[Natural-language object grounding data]
* * * * * * *

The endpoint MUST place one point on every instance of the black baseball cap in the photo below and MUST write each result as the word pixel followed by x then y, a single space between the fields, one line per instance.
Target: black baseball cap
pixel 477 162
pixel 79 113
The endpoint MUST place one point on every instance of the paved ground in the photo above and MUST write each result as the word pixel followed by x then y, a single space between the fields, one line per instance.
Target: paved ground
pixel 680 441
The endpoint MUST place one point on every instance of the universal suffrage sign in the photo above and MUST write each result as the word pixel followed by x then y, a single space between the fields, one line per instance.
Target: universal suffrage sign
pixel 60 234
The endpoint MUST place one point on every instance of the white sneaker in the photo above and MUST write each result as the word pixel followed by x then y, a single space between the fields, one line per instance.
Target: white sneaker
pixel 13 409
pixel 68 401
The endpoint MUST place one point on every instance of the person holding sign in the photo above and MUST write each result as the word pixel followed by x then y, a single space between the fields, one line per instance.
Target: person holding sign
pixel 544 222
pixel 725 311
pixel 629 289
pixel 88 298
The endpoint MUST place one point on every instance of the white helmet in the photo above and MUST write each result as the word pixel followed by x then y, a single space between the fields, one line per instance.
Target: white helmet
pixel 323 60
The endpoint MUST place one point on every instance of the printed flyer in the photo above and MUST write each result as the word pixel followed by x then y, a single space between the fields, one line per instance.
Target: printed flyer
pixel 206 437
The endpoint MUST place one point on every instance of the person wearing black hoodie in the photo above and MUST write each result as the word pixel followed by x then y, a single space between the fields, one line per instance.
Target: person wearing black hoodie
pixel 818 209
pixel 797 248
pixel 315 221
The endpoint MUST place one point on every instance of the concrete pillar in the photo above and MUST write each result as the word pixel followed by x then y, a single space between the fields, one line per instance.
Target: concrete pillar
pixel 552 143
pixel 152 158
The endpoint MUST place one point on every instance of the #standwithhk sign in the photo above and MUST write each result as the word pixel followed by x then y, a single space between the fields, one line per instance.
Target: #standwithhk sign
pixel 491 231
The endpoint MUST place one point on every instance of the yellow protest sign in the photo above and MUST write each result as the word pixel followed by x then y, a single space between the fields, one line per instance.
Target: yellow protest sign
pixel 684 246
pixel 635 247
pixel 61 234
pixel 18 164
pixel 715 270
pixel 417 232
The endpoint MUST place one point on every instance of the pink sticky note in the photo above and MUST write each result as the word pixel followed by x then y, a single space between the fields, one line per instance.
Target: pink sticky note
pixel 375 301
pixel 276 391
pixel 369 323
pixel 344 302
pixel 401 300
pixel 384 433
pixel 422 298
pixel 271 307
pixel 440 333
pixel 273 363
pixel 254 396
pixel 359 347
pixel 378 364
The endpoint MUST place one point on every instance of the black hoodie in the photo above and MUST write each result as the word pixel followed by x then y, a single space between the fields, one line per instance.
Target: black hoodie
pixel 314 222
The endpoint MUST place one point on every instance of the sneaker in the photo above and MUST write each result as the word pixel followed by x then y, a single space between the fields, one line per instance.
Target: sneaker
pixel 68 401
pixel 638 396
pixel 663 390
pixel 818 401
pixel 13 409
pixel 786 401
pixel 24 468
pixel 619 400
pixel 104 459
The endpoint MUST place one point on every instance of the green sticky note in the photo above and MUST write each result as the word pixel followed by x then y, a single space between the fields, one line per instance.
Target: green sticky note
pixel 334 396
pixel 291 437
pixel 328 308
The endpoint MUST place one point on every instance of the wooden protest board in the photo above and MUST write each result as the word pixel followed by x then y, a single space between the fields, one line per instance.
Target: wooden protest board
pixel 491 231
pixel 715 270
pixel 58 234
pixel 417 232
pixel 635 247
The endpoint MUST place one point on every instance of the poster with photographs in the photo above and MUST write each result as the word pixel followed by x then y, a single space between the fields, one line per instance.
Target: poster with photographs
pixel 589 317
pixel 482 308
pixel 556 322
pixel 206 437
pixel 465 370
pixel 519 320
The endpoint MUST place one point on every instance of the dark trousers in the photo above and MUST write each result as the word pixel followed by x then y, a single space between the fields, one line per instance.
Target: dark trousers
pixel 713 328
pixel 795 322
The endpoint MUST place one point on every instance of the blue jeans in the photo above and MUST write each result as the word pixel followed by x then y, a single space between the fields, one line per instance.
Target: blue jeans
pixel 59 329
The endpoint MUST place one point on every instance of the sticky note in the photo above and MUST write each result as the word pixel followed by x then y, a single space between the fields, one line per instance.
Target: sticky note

* * * * * * *

What the task asks:
Type out the records again exactly, line for line.

Exercise result:
The endpoint MUST place one point on every instance of the black baseball cap in the photo below and MUST write each result as the word pixel followed by x then y, a single space between the fields, one line per instance.
Target: black baseball cap
pixel 477 162
pixel 79 113
The endpoint MUST place one point on every instance of the paved ground in the photo above and MUST write each result as the word pixel followed by x then y, a single space between the fields, one line per instance.
Target: paved ground
pixel 680 441
The endpoint MUST place one point on every instance of the universal suffrage sign in the photo above and MUST write each result as the word pixel followed by x then y, a single space between the fields, one line per instance.
Target: universal suffrage sign
pixel 60 234
The endpoint MUST place one point on every instance of the white sneaker in the photo above and MUST write each result as the word pixel followed by x then y, a single space between the fields, one line per instance.
Target: white sneaker
pixel 13 409
pixel 68 401
The endpoint MUST place one point on every instance of the person holding sign in the photo above and MUST write each result as the word pixel followed by x then y, a single space between the fields, one line per instance.
Target: person holding sign
pixel 544 222
pixel 725 311
pixel 629 289
pixel 88 298
The endpoint MUST place one point on every instance of the white helmet in the photo above and MUST write each result as the word pixel followed by x then y, a single space between the fields, one line per instance.
Target: white helmet
pixel 323 60
The endpoint MUST place one point on every instance of the printed flyer in the photo above and MUST write each result as the word pixel followed by x then y, a single space between the fields, one line per instance.
Target: printed flyer
pixel 206 437
The endpoint MUST place one point on every instance of the person wearing black hoodie in the photo above and MUST write each result as the word pixel followed by x then y, a single space between the fields, one line per instance.
Target: person wearing black hoodie
pixel 818 209
pixel 797 248
pixel 315 221
The endpoint MUST place one point on every instance of the concrete pillar in the photo above and MUST write each result as the word pixel followed by x then y, a single space between the fields, one line per instance.
Target: concrete pillar
pixel 552 143
pixel 152 158
The endpoint MUST place one point on every instance of the #standwithhk sign in the photo above and MUST write each result as the word pixel followed by x then y, a single space between the fields, one line per instance.
Target: #standwithhk sign
pixel 491 231
The endpoint MUST place one point on every instance of the yellow protest sign in the photo above and MUST write each result as the word pixel followed by x then y, a single space between the fields, one line per instance.
Target: yellow protest sign
pixel 684 246
pixel 635 247
pixel 61 234
pixel 18 164
pixel 715 270
pixel 417 232
The endpoint MUST place one point on every instance of the pink sticky note in the photo above and MUST write each result as the word pixel followed by x then y, a single space between the fields, one line per instance.
Target: pink sticky note
pixel 375 301
pixel 276 391
pixel 369 323
pixel 344 302
pixel 401 300
pixel 384 433
pixel 422 298
pixel 271 307
pixel 440 333
pixel 273 363
pixel 254 396
pixel 359 347
pixel 378 364
The endpoint MUST place one point on every instance of the black hoodie in the photo above and MUST write each result as the word pixel followed by x then y, a single space between the fields, one line per instance.
Target: black hoodie
pixel 314 222
The endpoint MUST place one point on every instance of the sneaker in the photo above and MUST write each result as the word pixel followed by x then y, a single space between the fields, one line per instance.
Target: sneaker
pixel 68 401
pixel 638 396
pixel 663 390
pixel 818 401
pixel 13 409
pixel 786 401
pixel 24 468
pixel 619 400
pixel 104 459
The endpoint MUST place one point on every instance of the green sticky note in the photo above and MUST write each result as the word pixel followed by x then y, a single space between the fields, one line per instance.
Target: green sticky note
pixel 334 396
pixel 291 437
pixel 328 308
The endpoint MUST place one point on every instance of the wooden protest board in the photo above and MUST write each result as the word pixel followed by x then y, a single space between the fields, one line per instance.
Target: wooden protest board
pixel 491 231
pixel 715 270
pixel 58 234
pixel 417 232
pixel 635 247
The endpoint MUST place one point on every instance of the poster with photographs in the photo above and MUST write each result as the word pixel followed by x then y, a single space between the fields, one line per instance.
Target: poster with photographs
pixel 589 317
pixel 482 308
pixel 556 322
pixel 206 437
pixel 465 370
pixel 519 320
The endpoint MUST place one point on every instance of the dark trousers in the photo above and MUST write each result as the word pixel followed by x then y, a single space between the fields, one line per instance.
Target: dark trousers
pixel 713 328
pixel 795 322
The endpoint MUST place one point on every instance of the blue jeans in the photo above and MUST write each result as the word pixel followed by x then y, a single space between the fields, one line per instance.
Target: blue jeans
pixel 59 329
The endpoint MUST place one point on every instance of the sticky note in the photo above and MUST write each result as the word pixel followed by x then y, a single space between the fields, one line per instance.
Target: sticky note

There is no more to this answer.